Write out exactly the lines from the one containing "The component shall return one point per instance of the crowd" through the last line of the records below, including both.

[Entries from a pointing dataset]
****************

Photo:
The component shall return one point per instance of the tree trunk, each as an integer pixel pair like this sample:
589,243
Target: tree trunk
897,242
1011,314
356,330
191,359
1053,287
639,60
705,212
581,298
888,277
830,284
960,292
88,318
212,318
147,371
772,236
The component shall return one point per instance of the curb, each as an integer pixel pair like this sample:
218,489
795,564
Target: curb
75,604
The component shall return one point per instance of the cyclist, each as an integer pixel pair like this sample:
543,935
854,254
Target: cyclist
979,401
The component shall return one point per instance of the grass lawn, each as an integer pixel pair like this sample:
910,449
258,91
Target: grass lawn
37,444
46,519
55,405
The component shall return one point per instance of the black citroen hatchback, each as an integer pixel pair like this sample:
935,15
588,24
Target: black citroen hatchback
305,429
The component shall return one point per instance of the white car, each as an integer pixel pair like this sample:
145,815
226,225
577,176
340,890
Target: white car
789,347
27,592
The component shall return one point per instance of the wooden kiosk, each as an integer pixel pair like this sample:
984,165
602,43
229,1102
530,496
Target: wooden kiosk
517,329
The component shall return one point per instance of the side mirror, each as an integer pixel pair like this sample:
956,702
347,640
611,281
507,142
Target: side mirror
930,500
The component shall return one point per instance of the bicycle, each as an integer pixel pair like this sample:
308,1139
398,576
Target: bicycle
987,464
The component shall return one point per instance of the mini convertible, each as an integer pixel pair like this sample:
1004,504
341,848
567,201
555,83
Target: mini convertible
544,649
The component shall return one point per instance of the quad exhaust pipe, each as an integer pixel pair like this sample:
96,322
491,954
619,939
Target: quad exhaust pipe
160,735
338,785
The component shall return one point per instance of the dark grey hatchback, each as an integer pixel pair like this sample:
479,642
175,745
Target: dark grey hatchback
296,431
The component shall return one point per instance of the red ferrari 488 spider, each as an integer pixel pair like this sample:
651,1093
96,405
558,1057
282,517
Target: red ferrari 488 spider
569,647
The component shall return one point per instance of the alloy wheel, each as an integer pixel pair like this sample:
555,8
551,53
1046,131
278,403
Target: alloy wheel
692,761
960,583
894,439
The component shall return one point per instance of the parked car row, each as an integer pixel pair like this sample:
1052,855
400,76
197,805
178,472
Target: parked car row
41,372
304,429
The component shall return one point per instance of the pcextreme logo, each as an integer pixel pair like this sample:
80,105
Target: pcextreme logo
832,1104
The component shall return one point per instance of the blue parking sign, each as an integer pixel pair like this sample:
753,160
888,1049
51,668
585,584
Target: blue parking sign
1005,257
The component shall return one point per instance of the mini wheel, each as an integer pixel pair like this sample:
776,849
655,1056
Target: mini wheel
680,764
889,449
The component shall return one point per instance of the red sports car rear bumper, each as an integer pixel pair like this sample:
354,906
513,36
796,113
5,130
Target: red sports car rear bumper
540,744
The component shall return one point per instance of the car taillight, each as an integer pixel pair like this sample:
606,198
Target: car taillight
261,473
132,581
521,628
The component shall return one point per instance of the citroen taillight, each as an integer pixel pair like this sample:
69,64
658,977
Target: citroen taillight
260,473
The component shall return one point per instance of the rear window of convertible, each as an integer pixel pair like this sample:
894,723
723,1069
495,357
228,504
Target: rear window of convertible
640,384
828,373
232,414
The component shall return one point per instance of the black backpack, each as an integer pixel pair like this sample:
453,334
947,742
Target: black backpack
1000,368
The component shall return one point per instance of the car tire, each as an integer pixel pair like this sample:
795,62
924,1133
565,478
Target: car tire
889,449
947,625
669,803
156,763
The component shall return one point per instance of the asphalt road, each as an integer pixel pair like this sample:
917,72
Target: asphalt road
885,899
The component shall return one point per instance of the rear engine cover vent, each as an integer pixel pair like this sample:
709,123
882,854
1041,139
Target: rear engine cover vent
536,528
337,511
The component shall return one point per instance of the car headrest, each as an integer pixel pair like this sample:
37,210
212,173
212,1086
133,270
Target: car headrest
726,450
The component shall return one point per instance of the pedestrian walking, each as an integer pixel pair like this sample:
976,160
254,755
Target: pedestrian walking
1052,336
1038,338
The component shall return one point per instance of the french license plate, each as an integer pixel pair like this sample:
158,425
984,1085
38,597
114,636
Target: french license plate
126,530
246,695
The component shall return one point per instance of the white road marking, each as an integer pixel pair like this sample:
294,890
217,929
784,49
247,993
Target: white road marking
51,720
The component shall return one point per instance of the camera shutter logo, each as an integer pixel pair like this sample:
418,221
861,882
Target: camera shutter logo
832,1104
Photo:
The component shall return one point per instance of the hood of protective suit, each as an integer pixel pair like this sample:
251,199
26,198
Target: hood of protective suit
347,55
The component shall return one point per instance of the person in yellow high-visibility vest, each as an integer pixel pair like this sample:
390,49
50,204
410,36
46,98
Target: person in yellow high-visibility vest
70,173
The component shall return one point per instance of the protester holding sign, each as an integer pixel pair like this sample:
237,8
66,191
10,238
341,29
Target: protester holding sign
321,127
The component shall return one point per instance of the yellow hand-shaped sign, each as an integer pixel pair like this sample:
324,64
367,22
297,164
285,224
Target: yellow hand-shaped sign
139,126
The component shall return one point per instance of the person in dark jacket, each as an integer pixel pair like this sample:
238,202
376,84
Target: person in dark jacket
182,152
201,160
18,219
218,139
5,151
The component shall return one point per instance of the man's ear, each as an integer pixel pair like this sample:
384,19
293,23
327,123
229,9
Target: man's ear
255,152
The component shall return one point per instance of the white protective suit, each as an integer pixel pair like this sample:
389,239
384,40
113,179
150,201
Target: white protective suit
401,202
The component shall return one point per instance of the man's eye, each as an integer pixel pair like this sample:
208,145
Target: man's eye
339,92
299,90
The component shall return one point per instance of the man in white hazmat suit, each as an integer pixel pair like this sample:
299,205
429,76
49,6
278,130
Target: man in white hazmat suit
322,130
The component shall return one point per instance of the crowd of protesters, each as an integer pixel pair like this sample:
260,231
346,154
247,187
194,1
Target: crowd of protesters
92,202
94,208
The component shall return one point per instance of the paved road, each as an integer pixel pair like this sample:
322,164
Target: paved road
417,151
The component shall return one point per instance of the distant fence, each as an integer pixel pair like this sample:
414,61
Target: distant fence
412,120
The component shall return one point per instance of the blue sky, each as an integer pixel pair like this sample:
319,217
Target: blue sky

****************

# RIGHT ANSWER
The component shall return one point per instance of the crowd of protesters, each as an integer pixel pair like this sample:
260,231
346,154
247,187
194,1
Target: crowd of protesters
92,202
94,208
The component shall return one point per instance of the paved road, each as an integer pixel pair like this sample:
322,164
Target: paved road
417,151
The component shall return one point per instance of the distant fence, each as an integer pixel pair like this sample:
414,61
Target: distant fence
412,120
The component shall return one point per instance of the blue sky, each as an integer pixel pair like this sample:
319,217
Target: blue sky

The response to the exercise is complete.